**取り組む課題**.
A: チュニジアのお札への書き込みを扱った文章で、お札にアラビア語で書かれていた言葉は、チュニジア方言でどんな意味か。
B: チュニジアのお札への書き込みを扱った文章を、最後の文の後から書き継げ。

**本文抜粋**.
+ + + + +
普通(?)お札に書かれているのは数字だったり、人の名前だったり、おそらくこのお金を誰かに渡すときにメモではなくて直接お札に書いちゃった!というのりなのでしょう。

IMG_20160518_113040_Rしかし、今回は違いました。書いている文字をご覧下さい。解読してみると、アラビア語で ?وينو البترول  ♯(ウィヌ・ペトロール/winu pétrole? )と書いてあります。前に記したようなメモではありません。具体的なメッセージです。意味はチュニジア方言で(石油はどこだ?)です。さて、なぜ石油はどこ?なんてお札にわざわざ書かれているのかというと、これには面白い理由があります。

チュニジア周辺北アフリカマグリブ地方には実は石油があります。リビアやアルジェリアからも石油が発掘されており、それによって富を得た国民もおり、国としてもかなり潤いました。(ただし、両国革命が起こったため、富裕層は資源そっちのけで国外に逃げた!)その間にあるチュニジアにも論理的にもちろん石油が埋まっています。近日チュニジア南部で砂漠や不毛地帯の領有権を巡って個人同士が喧嘩しているのもこれが原因ですね。それにもかかわらず、なぜチュニジアという国が貧しいのかというと、国に石油開発をする資金が無いため、石油を発掘できていないからなんです。チュニジアの政治の現状は政治家が国民の税金をたんまりともらい、ろくな政治もせず、社会システムも整わない悪政が革命後も続いているよう。チュニジアは唯一革命の成功したアラブ圏であるにもかかわらず、システムがあっただけベンアリ時代のほうがマシだった!とまでいう国民もいます。国が税制を整え、行政システムを改善し、無駄な税金使いをやめれば石油開発をする資金を国が援助するだけのゆとりができて、国も潤い、われわれの生活も楽になるのでは?と言うのがチュニジア人の言い分。

で、なぜそれをお札に書いたの?ということですが、ここからは知り合いのチュニジア人による推測。

このお札を君が使えばやがてこれは生活ぎりぎりの人から富裕層まで色々な人の手に回る。もしかすると銀行員や政治家にまで渡るかもしれない。このメッセージを書いたのは誰かわからないけれど少なくともこの紙幣を手にするみんなの目に入るし、それぞれ多くが抱いた気持ちがいつか政治家や権力者に伝わって国が豊かになって生活が楽になればいいのに・・・という意味なんじゃないかな。
+ + + + +
**表示項目**.

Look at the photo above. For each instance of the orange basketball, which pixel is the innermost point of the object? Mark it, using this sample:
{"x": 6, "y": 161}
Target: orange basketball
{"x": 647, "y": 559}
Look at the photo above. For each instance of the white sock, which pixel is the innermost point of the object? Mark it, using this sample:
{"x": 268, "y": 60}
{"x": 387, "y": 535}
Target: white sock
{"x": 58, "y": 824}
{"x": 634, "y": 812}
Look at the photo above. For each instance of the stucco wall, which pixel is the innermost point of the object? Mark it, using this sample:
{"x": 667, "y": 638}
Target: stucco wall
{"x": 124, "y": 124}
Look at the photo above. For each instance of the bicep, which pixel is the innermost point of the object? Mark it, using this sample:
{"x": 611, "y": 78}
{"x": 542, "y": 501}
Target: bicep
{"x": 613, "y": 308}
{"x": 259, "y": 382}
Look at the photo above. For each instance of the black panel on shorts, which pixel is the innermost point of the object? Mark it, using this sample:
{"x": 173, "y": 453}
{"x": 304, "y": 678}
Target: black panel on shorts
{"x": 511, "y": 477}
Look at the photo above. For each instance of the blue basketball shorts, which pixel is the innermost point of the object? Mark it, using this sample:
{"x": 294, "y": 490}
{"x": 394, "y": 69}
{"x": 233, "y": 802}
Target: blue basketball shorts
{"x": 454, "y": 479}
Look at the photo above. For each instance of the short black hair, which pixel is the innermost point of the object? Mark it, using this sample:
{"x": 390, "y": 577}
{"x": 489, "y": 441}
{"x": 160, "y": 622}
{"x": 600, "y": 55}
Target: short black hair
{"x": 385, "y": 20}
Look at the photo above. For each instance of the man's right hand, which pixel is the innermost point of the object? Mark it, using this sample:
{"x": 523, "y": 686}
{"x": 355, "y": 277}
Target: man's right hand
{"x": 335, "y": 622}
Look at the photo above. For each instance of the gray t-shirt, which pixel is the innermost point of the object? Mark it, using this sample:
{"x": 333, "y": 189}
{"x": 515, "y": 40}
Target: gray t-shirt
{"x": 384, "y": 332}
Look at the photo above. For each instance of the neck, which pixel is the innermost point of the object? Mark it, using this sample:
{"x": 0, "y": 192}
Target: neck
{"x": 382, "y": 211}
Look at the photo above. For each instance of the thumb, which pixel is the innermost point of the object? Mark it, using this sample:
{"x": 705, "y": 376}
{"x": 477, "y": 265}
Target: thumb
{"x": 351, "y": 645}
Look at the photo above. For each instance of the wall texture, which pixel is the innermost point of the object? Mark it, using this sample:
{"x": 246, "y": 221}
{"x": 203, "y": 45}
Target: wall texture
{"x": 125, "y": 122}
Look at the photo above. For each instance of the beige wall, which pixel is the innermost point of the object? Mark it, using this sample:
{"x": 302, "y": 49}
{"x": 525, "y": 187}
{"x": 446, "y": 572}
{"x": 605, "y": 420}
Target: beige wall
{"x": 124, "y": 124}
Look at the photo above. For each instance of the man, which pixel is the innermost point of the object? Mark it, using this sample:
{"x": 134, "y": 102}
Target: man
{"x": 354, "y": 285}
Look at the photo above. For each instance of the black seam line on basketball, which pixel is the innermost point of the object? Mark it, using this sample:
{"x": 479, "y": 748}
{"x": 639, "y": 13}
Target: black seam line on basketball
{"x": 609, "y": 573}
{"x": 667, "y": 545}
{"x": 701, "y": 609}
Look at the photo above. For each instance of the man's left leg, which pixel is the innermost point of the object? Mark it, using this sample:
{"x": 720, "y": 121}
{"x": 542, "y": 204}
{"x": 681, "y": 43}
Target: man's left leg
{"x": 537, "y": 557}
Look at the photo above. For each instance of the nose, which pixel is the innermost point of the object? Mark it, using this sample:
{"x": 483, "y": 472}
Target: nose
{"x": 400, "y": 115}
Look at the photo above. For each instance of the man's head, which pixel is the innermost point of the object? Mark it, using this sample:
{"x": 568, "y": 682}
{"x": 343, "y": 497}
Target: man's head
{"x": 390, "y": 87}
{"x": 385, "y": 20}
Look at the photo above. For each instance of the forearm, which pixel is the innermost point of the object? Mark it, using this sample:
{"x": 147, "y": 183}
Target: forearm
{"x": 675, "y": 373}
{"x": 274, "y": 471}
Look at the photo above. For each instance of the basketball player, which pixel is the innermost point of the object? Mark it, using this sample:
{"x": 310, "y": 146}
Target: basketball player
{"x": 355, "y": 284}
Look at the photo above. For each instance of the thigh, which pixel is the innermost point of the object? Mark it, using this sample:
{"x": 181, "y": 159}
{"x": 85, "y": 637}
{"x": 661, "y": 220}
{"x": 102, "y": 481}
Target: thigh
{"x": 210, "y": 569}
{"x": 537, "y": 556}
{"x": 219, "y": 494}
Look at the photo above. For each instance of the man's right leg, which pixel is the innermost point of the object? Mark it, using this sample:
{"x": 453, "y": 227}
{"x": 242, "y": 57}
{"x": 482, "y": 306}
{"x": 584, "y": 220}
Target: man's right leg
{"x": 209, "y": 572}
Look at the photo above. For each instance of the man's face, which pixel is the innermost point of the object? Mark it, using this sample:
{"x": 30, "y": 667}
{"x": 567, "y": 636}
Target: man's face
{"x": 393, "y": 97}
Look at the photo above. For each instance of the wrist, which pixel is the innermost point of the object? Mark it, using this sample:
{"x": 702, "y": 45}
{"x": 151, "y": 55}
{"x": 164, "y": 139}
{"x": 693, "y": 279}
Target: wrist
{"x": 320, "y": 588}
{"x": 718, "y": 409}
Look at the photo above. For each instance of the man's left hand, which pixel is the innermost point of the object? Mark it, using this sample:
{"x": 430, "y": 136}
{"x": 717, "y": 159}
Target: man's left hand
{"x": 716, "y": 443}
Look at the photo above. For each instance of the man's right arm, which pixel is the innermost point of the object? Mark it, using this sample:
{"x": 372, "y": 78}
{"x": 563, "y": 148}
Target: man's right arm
+ + + + +
**結果**.
A: 「石油はどこだ?」という意味。

B:
だそうな。なるほど。日本だったらとっくに破棄されるから目に付かないだろうけれど、ダウンロードチュニジアなら十分ありえる。ちなみに、この文?وينو البترول をグーグル画像で調べるとなかなかな面白いものがでてきました。例えばこちら。

チュニジア近辺の地図です。水色の地中海部分にはサルディーン(イワシ)右の黄色部分、リビアと左の黄色部分、アルジェリアにはペトロール(石油)真ん中の白い部分、チュニジアにはプサル、トマーテム、ファックース、マードヌース(たまねぎ、トマト、キュウリ、パセリ)と書いてあります。周辺国は石油で儲けてるのにチュニジアだけ野菜!なんなんだーという皮肉でしょう。

large-929461883888603698実はチュニジアにも石油があるぞ!と分かった直後にデモが起きていた模様。そのときの合言葉がこの言葉だったらしく、ニュースにもとり上げられています。?وينو البترول と書いたプラカードをもってかなりの数の人が集まっている写真がありました。

チュニジア、われわれ日本人は物価が安く、食べ物も家賃も大してお金かからず楽しい!なんていって生活していますが、チュニジア人の一般的なお給料でこの国で暮らしていくとなるとかなり物価は高いです。日本人の給料で日本の物価の倍くらいと考えればいいのではないでしょうか。それほど切り詰めて生活しなければならない人がほとんどのようです。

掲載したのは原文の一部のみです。